DATA FOR THE TASK ::

________________

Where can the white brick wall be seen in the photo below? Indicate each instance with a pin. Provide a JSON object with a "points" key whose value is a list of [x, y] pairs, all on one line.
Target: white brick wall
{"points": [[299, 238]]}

________________

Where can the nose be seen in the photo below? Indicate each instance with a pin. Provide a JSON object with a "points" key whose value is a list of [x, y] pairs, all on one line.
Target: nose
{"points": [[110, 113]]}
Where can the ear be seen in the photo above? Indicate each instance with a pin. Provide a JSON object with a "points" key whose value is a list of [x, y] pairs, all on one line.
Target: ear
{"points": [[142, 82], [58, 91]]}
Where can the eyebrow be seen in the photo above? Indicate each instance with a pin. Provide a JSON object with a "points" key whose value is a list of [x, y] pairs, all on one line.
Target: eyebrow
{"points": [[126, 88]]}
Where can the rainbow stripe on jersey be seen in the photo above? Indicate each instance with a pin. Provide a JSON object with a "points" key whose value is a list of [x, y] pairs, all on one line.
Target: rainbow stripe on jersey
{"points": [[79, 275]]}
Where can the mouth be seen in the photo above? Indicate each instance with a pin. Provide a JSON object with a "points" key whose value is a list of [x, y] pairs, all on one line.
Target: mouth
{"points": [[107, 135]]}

________________

EXERCISE REQUIREMENTS :: Count the lines in the entries above that contain the word "each", and reply with only the number.

THE REPLY :: 6